[Problem details] Please rewrite the lines below as a Markdown table with two columns, "Row" for the row number and "Text" for the line, leaving out any blank lines.

[Data for the task]
▼
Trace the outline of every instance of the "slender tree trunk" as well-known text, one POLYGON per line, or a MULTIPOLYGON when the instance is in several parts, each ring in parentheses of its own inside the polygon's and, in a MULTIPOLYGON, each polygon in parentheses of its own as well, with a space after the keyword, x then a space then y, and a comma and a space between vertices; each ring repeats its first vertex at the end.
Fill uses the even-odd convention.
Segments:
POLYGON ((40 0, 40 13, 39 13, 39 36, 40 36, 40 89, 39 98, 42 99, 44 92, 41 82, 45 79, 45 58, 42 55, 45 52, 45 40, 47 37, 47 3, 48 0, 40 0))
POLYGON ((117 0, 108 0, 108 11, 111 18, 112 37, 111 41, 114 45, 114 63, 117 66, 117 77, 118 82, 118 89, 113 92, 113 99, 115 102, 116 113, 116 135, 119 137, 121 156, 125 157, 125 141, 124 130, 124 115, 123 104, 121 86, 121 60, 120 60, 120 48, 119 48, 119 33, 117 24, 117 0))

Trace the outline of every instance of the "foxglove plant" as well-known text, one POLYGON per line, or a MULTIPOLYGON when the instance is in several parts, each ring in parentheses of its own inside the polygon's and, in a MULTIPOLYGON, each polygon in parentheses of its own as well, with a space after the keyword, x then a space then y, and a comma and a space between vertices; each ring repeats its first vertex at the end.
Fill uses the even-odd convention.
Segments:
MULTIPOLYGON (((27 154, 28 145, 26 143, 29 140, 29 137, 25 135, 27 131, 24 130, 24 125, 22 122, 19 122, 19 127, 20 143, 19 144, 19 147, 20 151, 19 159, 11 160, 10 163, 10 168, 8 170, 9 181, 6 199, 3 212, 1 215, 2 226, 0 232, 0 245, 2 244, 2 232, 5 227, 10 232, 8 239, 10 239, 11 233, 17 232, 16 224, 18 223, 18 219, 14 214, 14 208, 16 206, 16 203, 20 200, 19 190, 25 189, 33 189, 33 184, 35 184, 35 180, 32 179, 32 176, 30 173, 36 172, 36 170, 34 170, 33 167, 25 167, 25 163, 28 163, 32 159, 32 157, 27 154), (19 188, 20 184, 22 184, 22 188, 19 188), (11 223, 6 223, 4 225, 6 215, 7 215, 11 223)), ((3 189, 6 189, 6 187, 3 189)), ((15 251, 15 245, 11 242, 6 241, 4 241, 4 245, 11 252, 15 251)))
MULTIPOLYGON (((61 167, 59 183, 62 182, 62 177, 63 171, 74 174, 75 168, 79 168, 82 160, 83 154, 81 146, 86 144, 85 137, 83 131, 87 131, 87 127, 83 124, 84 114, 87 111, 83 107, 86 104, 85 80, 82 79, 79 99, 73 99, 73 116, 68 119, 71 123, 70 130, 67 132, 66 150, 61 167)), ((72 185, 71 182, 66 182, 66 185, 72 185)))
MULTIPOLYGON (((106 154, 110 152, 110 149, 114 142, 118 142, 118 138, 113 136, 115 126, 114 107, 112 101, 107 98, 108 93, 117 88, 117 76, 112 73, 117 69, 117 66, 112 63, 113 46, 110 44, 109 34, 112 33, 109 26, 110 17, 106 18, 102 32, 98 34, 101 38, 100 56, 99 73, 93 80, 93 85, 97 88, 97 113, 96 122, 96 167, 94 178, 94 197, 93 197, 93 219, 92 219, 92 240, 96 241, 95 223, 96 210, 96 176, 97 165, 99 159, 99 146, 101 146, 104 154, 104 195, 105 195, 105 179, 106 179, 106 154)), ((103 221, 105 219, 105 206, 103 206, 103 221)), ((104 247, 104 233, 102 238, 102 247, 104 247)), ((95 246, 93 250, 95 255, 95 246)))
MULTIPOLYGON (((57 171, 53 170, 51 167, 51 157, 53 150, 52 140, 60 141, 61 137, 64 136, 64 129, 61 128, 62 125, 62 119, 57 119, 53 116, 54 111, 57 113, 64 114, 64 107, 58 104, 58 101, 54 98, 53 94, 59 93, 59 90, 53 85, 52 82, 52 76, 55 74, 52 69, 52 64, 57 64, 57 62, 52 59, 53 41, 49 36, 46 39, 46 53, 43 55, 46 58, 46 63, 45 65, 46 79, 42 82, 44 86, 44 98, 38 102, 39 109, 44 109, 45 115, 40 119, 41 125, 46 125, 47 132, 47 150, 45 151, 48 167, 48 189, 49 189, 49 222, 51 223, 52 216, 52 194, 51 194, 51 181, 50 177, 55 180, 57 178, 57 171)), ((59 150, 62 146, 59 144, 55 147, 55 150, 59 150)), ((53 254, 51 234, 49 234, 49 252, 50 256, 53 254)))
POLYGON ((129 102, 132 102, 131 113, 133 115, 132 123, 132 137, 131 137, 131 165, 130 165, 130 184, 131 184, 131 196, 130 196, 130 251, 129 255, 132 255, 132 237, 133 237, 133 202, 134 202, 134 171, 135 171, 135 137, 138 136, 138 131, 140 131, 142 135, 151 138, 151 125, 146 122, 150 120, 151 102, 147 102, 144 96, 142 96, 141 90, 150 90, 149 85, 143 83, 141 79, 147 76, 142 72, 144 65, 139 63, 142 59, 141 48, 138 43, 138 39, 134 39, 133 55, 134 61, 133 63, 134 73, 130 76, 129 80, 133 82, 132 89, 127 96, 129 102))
▲
[Complete output]
| Row | Text |
|---|---|
| 1 | Trace the outline of every instance of the "slender tree trunk" as well-known text, one POLYGON per line, or a MULTIPOLYGON when the instance is in several parts, each ring in parentheses of its own inside the polygon's and, in a MULTIPOLYGON, each polygon in parentheses of its own as well, with a space after the keyword, x then a space then y, and a comma and a space between vertices; each ring repeats its first vertex at the end. |
| 2 | Fill uses the even-odd convention. |
| 3 | Segments: |
| 4 | POLYGON ((40 0, 40 13, 39 13, 39 36, 40 36, 40 89, 39 98, 42 99, 44 92, 41 82, 45 79, 45 58, 42 55, 45 52, 45 40, 47 37, 47 3, 48 0, 40 0)) |
| 5 | POLYGON ((117 0, 108 0, 108 11, 111 18, 112 37, 111 41, 114 45, 114 63, 117 66, 117 77, 118 82, 118 89, 113 92, 113 99, 115 102, 116 113, 116 135, 119 137, 121 156, 125 157, 125 141, 124 130, 124 115, 123 104, 121 86, 121 60, 120 60, 120 48, 119 48, 119 33, 117 24, 117 0)) |
| 6 | Trace the outline of every instance of the "foxglove plant" as well-known text, one POLYGON per line, or a MULTIPOLYGON when the instance is in several parts, each ring in parentheses of its own inside the polygon's and, in a MULTIPOLYGON, each polygon in parentheses of its own as well, with a space after the keyword, x then a space then y, and a comma and a space between vertices; each ring repeats its first vertex at the end. |
| 7 | Fill uses the even-odd convention. |
| 8 | Segments: |
| 9 | MULTIPOLYGON (((27 154, 28 145, 26 143, 29 140, 29 137, 25 135, 27 131, 24 130, 24 125, 22 122, 19 122, 19 127, 20 143, 19 144, 19 147, 20 151, 19 159, 11 160, 10 163, 10 168, 8 170, 9 181, 6 199, 3 212, 1 215, 2 226, 0 232, 0 245, 2 244, 2 232, 5 227, 10 232, 8 239, 10 239, 11 233, 17 232, 16 224, 18 223, 18 219, 14 214, 14 208, 16 206, 16 203, 20 200, 19 190, 25 189, 33 189, 33 184, 35 184, 35 180, 32 179, 32 176, 30 173, 36 172, 36 170, 34 170, 33 167, 25 167, 25 163, 28 163, 32 159, 32 157, 27 154), (19 188, 20 184, 22 184, 22 188, 19 188), (11 223, 6 223, 4 225, 6 215, 7 215, 11 223)), ((3 189, 6 189, 6 187, 3 189)), ((15 251, 15 245, 11 242, 6 241, 4 241, 4 245, 11 252, 15 251))) |
| 10 | MULTIPOLYGON (((61 167, 59 183, 62 182, 62 177, 63 171, 74 174, 75 168, 79 168, 82 160, 83 154, 81 146, 86 144, 85 137, 83 131, 87 131, 87 127, 83 124, 84 114, 87 111, 83 107, 86 104, 85 80, 82 79, 79 99, 73 99, 73 116, 68 119, 71 123, 70 130, 67 132, 66 150, 61 167)), ((72 185, 71 182, 66 182, 66 185, 72 185))) |
| 11 | MULTIPOLYGON (((106 154, 110 152, 110 149, 114 142, 118 142, 118 138, 113 136, 115 126, 114 107, 112 101, 107 98, 108 93, 117 88, 117 76, 112 73, 117 69, 117 66, 112 63, 113 46, 110 44, 109 34, 112 33, 109 26, 110 17, 106 18, 102 32, 98 34, 101 38, 100 56, 99 73, 93 80, 93 85, 97 88, 97 113, 96 122, 96 167, 94 178, 94 197, 93 197, 93 219, 92 219, 92 240, 96 241, 95 223, 96 210, 96 176, 97 165, 99 159, 99 146, 101 146, 104 154, 104 195, 105 195, 105 179, 106 179, 106 154)), ((103 221, 105 219, 105 206, 103 206, 103 221)), ((104 247, 104 233, 102 238, 102 247, 104 247)), ((95 246, 93 250, 95 255, 95 246))) |
| 12 | MULTIPOLYGON (((57 171, 53 170, 51 167, 51 157, 53 150, 52 140, 60 141, 61 137, 64 136, 64 129, 61 128, 62 125, 62 119, 57 119, 53 116, 54 111, 57 113, 64 114, 64 107, 58 104, 58 101, 54 98, 53 94, 59 93, 59 90, 53 85, 52 82, 52 76, 55 74, 52 69, 52 64, 57 64, 57 62, 52 59, 53 41, 49 36, 46 39, 46 53, 43 55, 46 58, 46 63, 45 65, 46 79, 42 82, 44 86, 44 98, 38 102, 39 109, 44 109, 45 115, 40 119, 41 125, 46 125, 47 132, 47 150, 45 151, 48 167, 48 189, 49 189, 49 222, 51 223, 52 216, 52 194, 51 194, 51 181, 50 177, 55 180, 57 178, 57 171)), ((59 150, 62 146, 59 144, 55 147, 55 150, 59 150)), ((53 254, 51 234, 49 234, 49 252, 50 256, 53 254))) |
| 13 | POLYGON ((129 102, 132 102, 131 113, 133 115, 132 123, 132 137, 131 137, 131 165, 130 165, 130 184, 131 184, 131 196, 130 196, 130 251, 129 255, 132 255, 132 237, 133 237, 133 202, 134 202, 134 171, 135 171, 135 137, 138 136, 138 131, 140 131, 142 135, 151 138, 151 125, 146 122, 150 120, 151 102, 147 102, 144 96, 142 96, 141 90, 150 90, 149 85, 143 83, 141 79, 147 76, 142 72, 144 65, 139 63, 142 59, 141 48, 138 43, 138 39, 134 39, 133 55, 134 61, 133 63, 134 73, 130 76, 129 80, 133 82, 132 89, 127 96, 129 102)) |